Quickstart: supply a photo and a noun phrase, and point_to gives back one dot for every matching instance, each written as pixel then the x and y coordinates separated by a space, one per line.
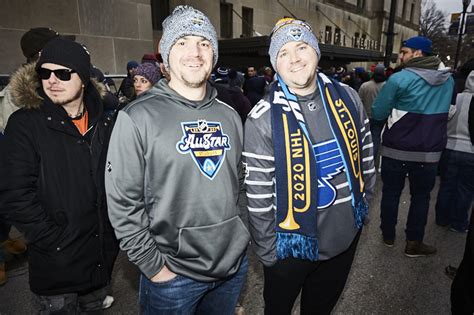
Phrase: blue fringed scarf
pixel 295 165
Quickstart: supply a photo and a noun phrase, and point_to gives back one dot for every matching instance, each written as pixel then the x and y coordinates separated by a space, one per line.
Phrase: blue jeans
pixel 456 190
pixel 4 232
pixel 182 295
pixel 72 303
pixel 422 178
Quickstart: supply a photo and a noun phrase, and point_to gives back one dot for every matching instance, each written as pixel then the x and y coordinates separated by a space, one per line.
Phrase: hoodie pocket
pixel 213 250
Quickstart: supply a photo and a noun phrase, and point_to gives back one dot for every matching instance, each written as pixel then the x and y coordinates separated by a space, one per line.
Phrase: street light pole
pixel 465 4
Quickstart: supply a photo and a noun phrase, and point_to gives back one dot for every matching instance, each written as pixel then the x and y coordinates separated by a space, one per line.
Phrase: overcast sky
pixel 451 6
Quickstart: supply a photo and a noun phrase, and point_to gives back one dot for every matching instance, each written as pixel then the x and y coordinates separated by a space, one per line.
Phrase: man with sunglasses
pixel 51 179
pixel 310 174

::::::::

Aim of the exercise
Reproduce only the lines running from the one with "Phrase: overcast sky" through the final line of the listing above, both ends included.

Response to this exercise
Phrase: overcast sky
pixel 451 6
Quickstart: supply a photo and a noun phrase, and point_to gives back one dot for every matching instance, each written as pixel then the x and y coordinates separated by a space, one per line.
Phrase: man with sunglasses
pixel 51 179
pixel 310 174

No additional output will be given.